[DATASET CONTENT]
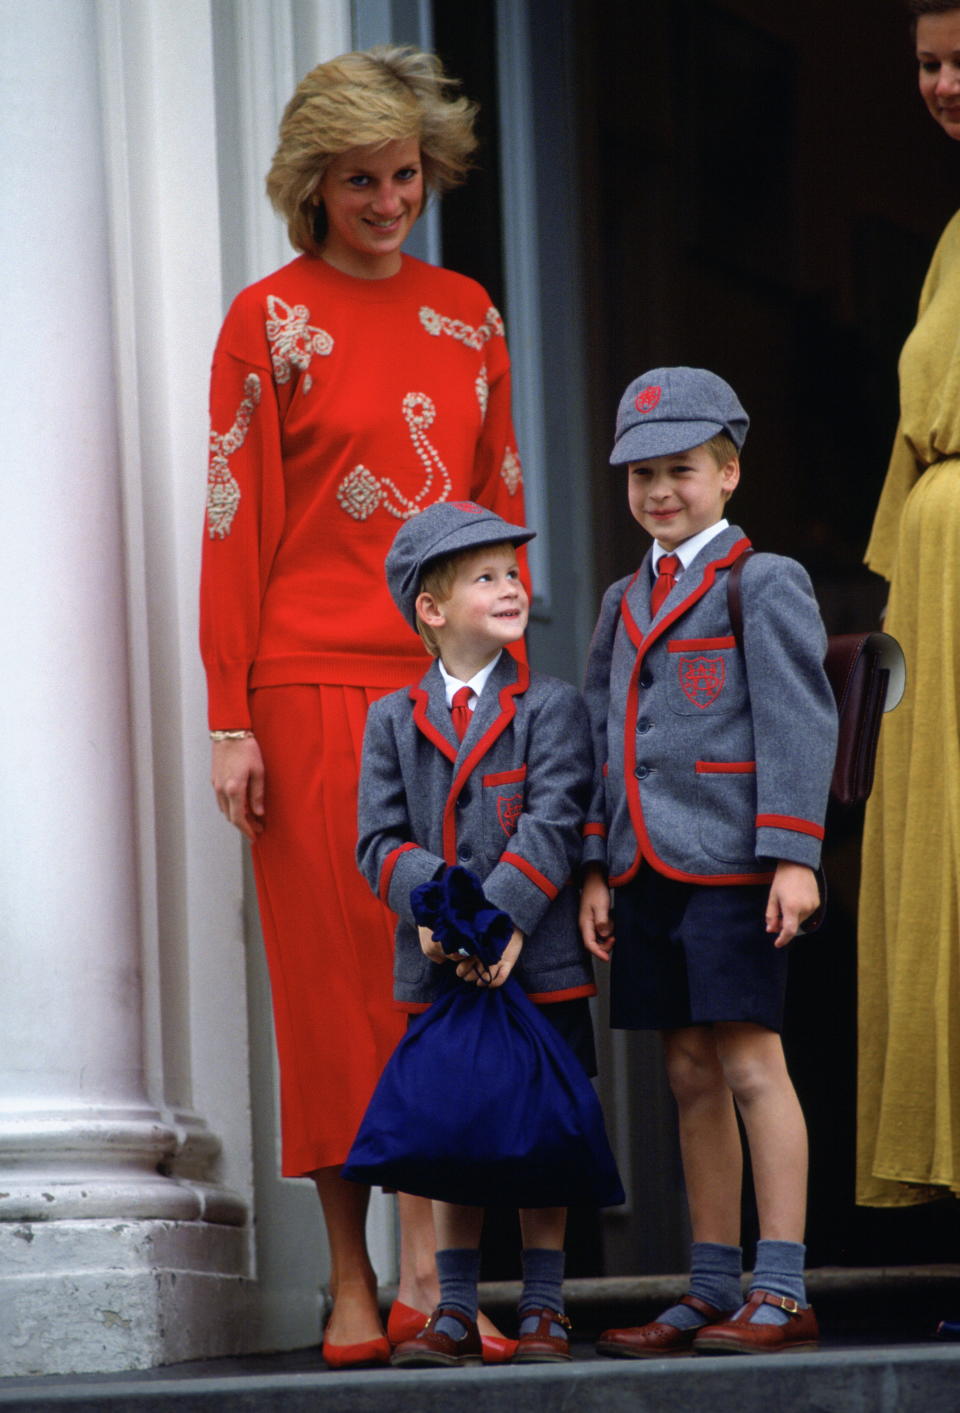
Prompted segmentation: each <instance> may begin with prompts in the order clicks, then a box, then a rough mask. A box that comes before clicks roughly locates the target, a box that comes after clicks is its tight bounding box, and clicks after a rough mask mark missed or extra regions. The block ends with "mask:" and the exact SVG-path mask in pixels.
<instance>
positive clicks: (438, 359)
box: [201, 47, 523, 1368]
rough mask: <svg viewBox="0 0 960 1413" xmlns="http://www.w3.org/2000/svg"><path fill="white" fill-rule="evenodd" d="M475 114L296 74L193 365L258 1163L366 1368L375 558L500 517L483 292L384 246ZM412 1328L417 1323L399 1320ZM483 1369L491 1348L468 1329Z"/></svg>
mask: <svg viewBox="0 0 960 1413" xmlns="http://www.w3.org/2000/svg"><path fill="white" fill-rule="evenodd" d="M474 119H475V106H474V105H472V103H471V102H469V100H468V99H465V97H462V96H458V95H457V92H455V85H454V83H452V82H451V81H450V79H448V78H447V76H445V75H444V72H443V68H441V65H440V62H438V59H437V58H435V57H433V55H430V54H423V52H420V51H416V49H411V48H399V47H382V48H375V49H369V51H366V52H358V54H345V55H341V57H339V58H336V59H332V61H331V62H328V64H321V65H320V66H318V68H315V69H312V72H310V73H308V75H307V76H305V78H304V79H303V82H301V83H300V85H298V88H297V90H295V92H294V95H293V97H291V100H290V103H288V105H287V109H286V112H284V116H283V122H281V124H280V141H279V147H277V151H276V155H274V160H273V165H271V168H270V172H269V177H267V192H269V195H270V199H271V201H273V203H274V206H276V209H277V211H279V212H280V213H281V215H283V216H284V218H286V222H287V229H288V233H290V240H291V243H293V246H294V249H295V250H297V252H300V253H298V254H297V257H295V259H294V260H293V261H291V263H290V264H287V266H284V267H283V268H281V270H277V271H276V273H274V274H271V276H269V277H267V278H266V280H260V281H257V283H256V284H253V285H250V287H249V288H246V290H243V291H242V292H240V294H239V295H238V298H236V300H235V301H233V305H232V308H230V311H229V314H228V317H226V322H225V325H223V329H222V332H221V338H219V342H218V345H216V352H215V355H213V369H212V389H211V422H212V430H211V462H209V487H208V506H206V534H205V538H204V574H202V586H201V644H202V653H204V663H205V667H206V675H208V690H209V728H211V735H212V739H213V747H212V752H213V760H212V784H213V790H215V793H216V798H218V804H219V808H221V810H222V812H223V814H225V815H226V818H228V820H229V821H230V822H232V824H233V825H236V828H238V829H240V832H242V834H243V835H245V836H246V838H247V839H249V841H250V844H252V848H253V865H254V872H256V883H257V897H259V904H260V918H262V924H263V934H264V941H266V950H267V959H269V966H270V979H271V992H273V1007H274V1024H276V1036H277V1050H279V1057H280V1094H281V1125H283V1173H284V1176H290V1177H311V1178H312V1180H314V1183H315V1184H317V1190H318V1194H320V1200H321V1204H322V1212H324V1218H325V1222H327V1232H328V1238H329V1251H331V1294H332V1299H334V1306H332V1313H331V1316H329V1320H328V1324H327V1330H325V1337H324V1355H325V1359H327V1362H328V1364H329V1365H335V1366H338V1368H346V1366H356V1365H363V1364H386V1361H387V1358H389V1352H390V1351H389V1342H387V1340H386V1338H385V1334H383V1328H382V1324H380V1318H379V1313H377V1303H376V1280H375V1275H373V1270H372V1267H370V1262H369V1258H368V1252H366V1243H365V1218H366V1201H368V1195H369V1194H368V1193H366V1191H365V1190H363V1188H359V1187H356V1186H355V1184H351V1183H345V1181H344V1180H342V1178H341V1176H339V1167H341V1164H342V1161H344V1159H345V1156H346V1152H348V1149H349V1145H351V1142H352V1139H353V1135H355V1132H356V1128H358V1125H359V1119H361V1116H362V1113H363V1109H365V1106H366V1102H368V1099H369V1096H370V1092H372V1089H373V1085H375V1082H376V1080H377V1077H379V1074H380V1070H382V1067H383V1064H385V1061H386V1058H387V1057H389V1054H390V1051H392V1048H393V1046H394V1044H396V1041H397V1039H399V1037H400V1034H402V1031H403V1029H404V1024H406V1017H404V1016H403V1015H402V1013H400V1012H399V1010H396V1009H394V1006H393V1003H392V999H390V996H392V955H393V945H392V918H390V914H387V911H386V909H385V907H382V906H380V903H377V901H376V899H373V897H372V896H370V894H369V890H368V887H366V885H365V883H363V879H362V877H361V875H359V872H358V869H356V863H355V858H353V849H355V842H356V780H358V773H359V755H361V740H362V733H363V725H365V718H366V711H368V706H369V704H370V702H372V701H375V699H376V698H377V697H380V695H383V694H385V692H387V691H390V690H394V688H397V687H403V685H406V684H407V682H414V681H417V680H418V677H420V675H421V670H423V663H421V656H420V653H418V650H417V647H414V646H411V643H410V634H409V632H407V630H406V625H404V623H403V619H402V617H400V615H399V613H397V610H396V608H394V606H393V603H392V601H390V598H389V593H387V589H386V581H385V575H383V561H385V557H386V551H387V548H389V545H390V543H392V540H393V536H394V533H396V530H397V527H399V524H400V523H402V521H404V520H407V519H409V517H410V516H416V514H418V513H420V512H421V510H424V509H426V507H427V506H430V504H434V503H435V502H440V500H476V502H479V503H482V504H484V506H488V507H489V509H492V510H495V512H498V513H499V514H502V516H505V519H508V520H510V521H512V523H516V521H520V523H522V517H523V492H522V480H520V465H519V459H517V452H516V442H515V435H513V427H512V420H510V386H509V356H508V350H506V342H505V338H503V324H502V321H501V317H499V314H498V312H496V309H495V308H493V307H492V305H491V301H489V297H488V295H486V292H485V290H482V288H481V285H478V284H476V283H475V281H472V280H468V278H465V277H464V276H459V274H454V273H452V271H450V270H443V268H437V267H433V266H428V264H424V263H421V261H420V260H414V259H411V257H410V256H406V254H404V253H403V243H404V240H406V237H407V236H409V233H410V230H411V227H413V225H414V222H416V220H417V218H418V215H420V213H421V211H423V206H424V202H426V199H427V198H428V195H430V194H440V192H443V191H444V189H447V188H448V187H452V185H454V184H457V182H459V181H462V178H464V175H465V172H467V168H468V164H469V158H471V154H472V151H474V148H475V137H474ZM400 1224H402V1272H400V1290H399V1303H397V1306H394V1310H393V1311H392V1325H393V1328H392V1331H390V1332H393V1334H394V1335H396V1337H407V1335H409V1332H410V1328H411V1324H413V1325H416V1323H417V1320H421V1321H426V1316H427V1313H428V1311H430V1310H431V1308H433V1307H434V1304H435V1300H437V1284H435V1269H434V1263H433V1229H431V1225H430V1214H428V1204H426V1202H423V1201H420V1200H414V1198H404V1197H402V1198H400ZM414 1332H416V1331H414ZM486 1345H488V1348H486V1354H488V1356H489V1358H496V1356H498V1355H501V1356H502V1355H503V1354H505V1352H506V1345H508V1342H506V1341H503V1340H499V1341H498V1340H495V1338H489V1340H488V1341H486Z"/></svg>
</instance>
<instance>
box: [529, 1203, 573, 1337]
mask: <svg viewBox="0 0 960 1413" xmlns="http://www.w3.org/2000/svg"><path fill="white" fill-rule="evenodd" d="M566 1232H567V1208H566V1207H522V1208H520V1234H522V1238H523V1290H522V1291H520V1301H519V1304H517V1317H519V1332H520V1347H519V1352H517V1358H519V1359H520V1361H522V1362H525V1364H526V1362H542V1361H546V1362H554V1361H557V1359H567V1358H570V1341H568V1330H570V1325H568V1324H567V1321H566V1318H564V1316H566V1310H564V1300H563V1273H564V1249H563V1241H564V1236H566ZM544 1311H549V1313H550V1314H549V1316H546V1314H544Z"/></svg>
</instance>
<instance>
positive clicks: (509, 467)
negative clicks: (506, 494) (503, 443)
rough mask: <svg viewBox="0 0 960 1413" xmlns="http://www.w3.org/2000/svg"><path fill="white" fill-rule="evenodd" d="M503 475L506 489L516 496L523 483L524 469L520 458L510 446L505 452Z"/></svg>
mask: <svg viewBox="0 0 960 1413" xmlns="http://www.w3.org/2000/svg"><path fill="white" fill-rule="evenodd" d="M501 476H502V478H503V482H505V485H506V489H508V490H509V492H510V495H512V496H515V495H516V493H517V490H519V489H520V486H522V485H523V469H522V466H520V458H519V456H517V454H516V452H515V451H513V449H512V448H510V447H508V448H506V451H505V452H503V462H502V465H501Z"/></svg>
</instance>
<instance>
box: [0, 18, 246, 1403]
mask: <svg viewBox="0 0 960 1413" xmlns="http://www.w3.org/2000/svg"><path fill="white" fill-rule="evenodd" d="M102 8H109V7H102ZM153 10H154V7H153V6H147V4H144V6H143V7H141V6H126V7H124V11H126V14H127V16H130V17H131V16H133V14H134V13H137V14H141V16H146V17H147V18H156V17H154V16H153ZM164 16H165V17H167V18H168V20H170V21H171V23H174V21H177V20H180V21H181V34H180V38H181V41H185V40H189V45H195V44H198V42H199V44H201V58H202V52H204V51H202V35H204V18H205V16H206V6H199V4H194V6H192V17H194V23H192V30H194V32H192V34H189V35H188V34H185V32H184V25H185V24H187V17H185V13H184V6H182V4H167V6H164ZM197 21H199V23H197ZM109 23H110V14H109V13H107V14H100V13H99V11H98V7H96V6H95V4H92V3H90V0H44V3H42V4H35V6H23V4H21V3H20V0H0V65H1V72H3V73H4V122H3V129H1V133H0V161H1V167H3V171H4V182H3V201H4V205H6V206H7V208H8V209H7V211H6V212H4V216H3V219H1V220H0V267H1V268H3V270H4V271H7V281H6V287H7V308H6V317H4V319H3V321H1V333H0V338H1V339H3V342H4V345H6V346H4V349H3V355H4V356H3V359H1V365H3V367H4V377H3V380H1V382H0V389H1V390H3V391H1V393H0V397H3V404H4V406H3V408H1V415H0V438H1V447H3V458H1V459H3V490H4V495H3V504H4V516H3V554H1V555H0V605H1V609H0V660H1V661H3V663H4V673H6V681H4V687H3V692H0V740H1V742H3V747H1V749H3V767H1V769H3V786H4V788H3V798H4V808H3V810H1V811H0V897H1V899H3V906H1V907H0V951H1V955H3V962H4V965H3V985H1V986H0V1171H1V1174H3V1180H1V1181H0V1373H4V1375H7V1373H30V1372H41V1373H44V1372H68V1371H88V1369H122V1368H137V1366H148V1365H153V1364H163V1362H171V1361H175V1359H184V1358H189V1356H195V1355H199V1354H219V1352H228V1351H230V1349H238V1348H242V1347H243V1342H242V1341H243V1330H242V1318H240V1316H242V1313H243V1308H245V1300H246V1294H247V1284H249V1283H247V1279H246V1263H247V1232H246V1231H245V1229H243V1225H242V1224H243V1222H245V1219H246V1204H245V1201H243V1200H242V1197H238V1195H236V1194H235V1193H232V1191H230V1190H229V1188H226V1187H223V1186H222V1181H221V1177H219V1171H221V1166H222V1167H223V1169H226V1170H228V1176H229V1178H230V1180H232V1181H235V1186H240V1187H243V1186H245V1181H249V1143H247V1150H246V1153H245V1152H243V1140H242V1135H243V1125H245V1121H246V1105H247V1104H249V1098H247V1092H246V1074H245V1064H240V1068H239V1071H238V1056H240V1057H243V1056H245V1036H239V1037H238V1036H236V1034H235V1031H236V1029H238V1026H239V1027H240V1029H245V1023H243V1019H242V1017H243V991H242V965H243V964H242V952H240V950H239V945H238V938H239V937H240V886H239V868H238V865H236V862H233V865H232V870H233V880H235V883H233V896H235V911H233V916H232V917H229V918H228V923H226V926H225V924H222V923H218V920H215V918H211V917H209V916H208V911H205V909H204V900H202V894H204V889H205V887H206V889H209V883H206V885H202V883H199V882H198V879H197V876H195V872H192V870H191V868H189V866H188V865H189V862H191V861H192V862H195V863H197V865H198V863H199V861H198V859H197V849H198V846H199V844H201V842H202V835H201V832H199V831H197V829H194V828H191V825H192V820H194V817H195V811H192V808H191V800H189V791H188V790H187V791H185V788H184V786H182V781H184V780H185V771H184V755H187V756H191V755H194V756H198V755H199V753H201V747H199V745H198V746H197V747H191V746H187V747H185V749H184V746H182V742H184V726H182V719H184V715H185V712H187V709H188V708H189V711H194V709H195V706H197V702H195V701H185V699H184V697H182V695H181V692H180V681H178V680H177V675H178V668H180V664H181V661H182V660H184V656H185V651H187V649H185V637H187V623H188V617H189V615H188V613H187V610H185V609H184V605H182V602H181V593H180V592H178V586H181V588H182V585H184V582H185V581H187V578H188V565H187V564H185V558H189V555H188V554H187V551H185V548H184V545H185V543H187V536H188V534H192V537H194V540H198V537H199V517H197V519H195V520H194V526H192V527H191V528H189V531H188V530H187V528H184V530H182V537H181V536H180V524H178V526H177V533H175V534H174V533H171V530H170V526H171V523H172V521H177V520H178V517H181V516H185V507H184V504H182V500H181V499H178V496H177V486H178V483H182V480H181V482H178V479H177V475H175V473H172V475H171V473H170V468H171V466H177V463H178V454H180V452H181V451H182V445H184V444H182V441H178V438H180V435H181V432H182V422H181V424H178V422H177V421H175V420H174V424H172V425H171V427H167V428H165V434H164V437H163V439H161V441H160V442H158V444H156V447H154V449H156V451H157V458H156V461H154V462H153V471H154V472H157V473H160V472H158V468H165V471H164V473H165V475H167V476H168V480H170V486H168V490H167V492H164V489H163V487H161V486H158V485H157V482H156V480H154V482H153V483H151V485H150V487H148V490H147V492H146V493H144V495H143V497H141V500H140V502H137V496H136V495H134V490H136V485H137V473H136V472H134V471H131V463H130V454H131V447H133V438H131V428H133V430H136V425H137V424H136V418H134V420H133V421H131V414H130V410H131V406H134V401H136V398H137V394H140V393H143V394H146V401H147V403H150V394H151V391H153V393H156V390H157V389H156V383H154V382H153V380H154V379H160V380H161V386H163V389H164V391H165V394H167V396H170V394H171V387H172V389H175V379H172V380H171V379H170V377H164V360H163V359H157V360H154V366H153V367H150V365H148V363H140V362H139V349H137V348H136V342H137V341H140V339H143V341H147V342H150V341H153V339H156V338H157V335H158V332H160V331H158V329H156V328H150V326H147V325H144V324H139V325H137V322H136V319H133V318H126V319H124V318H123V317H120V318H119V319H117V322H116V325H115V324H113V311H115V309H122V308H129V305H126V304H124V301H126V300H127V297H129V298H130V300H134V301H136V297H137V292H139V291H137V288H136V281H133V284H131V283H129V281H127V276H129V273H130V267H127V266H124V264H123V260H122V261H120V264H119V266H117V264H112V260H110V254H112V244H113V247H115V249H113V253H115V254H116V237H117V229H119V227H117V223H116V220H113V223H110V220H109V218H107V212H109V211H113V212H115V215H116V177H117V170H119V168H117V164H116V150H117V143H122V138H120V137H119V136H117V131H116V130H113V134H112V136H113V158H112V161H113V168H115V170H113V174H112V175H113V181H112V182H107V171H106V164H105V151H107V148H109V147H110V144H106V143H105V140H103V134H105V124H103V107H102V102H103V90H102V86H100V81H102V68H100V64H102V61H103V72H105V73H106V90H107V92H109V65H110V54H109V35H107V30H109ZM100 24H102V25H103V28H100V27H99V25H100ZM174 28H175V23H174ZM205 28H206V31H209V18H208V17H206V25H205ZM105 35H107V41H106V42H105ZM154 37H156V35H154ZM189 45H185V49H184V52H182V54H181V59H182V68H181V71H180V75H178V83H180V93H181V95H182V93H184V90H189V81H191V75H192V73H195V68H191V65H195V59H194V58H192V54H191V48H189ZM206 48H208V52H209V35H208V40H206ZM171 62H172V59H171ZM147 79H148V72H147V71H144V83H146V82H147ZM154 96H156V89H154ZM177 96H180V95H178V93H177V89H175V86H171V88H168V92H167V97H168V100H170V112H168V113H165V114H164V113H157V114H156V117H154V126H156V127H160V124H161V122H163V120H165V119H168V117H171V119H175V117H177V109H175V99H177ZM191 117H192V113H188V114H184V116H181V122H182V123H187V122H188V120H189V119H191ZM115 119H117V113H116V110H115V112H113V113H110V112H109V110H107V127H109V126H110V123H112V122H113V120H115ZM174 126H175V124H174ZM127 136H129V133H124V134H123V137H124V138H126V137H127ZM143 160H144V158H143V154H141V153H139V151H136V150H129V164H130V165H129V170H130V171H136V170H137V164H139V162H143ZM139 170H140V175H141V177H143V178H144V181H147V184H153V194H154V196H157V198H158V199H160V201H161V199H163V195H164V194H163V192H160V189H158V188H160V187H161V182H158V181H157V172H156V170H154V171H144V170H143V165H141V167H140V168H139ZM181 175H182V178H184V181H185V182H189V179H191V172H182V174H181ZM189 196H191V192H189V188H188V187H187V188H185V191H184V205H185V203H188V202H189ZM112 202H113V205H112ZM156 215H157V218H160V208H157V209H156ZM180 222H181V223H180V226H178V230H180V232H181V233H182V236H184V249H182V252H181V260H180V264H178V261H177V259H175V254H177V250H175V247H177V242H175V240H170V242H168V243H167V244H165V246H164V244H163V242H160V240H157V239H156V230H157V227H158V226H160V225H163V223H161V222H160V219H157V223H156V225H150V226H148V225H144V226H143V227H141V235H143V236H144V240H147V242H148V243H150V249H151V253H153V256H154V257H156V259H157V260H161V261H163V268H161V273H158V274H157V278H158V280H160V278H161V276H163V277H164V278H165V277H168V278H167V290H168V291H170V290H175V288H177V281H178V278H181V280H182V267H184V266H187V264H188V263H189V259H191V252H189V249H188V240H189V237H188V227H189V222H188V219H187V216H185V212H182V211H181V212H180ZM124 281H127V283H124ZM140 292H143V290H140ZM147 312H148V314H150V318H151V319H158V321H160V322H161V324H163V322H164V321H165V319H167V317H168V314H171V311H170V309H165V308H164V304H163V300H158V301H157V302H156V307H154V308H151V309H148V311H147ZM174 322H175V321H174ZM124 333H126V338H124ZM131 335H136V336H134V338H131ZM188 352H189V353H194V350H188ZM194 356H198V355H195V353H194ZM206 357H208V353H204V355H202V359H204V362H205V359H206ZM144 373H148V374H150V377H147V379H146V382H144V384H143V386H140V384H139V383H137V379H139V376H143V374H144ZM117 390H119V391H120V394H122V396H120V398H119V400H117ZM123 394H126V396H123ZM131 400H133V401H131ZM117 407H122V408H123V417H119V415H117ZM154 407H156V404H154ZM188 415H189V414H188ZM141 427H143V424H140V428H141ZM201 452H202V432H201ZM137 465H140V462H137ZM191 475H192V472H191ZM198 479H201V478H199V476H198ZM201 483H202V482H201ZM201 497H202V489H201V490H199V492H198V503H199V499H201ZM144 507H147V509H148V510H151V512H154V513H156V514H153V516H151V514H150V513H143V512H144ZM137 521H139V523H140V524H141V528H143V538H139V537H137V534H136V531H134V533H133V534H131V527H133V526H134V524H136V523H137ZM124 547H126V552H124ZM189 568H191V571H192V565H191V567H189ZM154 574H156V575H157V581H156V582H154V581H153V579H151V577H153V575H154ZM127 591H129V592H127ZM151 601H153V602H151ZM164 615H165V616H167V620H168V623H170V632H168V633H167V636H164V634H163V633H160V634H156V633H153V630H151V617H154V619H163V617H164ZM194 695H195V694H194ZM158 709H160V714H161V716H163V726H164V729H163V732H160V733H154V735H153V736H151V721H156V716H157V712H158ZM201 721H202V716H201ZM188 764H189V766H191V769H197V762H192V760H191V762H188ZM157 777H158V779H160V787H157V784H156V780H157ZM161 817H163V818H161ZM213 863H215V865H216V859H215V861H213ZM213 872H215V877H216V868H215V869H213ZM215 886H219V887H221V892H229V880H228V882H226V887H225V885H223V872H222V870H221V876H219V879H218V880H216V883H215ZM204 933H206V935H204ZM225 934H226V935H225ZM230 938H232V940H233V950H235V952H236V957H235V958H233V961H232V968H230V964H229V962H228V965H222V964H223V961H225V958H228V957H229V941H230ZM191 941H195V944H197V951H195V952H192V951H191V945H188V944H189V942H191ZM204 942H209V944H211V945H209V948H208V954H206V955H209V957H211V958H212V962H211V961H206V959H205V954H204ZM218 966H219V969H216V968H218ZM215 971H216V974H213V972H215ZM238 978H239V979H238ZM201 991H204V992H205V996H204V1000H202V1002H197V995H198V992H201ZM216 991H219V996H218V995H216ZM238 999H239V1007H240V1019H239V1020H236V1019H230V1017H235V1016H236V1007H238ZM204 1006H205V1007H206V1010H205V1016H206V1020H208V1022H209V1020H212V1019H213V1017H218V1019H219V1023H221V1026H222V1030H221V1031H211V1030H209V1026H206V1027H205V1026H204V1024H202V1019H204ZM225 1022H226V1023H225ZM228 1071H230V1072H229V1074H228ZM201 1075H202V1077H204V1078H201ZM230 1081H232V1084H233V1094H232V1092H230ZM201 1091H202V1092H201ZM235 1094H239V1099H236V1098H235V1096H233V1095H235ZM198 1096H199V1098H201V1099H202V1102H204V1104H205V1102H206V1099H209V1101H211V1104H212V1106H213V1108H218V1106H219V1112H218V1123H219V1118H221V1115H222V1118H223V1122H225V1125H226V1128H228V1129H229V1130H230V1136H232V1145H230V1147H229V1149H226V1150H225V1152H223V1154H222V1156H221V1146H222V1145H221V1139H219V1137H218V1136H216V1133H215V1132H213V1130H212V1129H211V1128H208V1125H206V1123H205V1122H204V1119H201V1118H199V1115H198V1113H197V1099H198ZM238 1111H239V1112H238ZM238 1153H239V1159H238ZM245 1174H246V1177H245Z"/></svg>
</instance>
* * *
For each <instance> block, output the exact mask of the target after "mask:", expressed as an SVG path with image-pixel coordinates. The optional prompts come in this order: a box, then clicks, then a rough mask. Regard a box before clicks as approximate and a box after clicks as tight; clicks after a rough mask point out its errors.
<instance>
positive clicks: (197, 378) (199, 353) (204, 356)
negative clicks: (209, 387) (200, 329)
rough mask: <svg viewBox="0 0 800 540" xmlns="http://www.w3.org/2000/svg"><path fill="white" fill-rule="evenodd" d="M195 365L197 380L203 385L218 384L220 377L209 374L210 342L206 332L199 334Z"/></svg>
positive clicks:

[WORK INSTRUCTIONS]
Look through the entries above and find each line where the word "tight" occurs; copy those lines.

[RESULT FOR THIS TASK]
Prompted segmentation: each <instance> may begin with prompts in the order clicks, then a box, then a rough mask. A box that comes before clicks roughly locates the target, a box that comes after clicks is its tight bounding box, and clicks after a rough mask mark missed or extra regions. The block ends with "mask:" and the exact SVG-path mask in pixels.
For each <instance> block, output the exact mask of the target after "mask:", expressed as an SVG path with image-pixel coordinates. The optional prompts come in this order: a box, then clicks, then a rough mask. Regard a box before clicks as approximate and a box after clicks as tight; clicks after a rough mask point out its errors.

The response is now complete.